● Location annotation dataset excerpts:

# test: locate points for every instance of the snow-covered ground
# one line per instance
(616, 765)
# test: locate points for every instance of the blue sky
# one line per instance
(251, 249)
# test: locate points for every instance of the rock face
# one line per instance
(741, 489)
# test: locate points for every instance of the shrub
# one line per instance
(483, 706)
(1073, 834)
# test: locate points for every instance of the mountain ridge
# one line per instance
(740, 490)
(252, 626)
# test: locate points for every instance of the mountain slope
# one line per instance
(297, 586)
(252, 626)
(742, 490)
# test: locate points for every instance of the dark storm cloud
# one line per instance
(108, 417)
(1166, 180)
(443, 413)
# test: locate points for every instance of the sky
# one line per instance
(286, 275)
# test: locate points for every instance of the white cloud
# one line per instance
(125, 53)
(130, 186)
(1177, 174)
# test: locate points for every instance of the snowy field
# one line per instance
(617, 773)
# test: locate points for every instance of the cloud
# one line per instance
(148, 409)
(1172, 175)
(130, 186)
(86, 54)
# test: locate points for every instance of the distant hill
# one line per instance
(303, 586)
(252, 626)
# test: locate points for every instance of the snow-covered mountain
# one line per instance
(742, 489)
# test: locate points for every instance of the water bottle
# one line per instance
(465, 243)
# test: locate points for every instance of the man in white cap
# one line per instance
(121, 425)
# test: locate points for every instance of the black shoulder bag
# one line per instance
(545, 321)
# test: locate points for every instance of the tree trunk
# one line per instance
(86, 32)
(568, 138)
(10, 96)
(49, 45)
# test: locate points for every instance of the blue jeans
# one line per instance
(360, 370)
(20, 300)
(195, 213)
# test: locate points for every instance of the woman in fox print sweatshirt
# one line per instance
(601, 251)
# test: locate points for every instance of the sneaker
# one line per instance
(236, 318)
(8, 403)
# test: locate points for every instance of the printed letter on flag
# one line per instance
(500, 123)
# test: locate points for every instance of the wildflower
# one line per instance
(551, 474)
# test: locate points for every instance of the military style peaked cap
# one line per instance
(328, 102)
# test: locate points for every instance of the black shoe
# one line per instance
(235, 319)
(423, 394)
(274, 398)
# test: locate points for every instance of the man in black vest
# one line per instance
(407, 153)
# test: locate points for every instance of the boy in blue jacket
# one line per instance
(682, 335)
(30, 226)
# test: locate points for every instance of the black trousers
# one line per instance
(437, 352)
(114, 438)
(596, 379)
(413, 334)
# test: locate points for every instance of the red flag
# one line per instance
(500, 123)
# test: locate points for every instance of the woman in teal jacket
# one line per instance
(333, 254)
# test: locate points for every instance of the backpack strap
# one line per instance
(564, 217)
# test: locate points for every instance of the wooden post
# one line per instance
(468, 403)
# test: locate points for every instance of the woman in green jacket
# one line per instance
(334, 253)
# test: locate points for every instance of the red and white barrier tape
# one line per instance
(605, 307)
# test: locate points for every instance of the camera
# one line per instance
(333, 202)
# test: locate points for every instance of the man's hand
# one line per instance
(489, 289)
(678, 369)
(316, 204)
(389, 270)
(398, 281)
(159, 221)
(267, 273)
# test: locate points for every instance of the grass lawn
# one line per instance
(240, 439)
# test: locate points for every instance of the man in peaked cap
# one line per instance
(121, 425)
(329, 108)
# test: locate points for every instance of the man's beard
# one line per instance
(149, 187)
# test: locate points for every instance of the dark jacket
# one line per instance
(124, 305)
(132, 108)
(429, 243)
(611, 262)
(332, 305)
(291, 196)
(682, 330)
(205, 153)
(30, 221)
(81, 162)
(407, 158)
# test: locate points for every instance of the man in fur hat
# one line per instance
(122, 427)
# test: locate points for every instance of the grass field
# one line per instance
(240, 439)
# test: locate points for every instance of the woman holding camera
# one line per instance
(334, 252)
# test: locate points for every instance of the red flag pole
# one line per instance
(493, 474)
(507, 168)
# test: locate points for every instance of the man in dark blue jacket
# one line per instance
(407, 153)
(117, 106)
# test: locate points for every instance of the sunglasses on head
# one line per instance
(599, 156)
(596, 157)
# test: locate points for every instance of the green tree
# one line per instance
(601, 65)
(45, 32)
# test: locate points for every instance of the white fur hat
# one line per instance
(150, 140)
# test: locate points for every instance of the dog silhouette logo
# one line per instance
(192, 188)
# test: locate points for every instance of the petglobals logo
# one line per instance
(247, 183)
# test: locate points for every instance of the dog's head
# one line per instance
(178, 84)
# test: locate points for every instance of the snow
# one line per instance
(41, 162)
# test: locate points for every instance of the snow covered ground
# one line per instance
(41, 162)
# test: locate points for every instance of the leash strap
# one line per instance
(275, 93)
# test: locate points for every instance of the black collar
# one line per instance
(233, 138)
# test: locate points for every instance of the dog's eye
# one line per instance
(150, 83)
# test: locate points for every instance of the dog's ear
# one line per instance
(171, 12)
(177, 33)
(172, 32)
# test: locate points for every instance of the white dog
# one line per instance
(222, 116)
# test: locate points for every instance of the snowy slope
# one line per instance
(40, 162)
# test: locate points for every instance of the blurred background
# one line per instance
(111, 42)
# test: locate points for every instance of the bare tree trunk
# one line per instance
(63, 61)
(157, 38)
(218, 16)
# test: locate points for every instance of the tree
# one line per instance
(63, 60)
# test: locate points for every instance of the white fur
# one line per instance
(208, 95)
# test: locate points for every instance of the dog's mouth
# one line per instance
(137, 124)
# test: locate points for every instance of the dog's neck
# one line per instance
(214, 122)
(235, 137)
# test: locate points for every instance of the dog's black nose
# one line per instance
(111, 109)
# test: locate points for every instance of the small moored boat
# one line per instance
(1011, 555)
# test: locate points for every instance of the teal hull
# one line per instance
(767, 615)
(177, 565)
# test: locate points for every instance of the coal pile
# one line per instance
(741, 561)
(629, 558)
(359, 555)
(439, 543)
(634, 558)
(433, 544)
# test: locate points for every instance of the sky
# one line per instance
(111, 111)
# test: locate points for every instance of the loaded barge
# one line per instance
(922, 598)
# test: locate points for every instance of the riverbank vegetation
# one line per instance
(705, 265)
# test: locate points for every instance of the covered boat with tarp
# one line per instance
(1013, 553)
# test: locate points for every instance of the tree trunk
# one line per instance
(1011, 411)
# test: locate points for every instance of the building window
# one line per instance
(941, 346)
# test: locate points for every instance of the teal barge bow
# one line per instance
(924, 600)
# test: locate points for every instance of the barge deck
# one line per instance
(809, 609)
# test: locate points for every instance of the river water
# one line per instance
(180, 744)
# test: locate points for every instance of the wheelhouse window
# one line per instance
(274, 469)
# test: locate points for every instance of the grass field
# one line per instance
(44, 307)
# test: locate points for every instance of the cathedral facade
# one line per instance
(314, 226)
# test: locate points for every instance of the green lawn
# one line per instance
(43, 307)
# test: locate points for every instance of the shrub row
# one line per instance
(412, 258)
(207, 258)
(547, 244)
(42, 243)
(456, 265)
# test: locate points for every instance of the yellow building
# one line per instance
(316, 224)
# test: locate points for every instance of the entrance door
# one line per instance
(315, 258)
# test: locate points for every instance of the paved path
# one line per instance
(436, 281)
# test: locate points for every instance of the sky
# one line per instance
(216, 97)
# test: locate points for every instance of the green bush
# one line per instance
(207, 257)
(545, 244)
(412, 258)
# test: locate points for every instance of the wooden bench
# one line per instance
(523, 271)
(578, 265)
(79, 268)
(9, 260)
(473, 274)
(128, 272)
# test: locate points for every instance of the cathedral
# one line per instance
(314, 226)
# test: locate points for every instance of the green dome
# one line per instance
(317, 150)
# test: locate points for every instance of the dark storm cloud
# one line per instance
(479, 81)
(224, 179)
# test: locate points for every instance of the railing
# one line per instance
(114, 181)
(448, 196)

● Challenge:
Echo the items from their start through the line holding "(1073, 834)", inclusive, without changes.

● Written reply:
# test: locate points for every instance of the snow-covered ground
# one line per instance
(616, 765)
# test: locate points for every instance of the blue sky
# one line per instance
(251, 249)
# test: locate points for every instance of the rock face
# one line per instance
(741, 489)
# test: locate points for every instance of the shrub
# one line per instance
(483, 706)
(1073, 834)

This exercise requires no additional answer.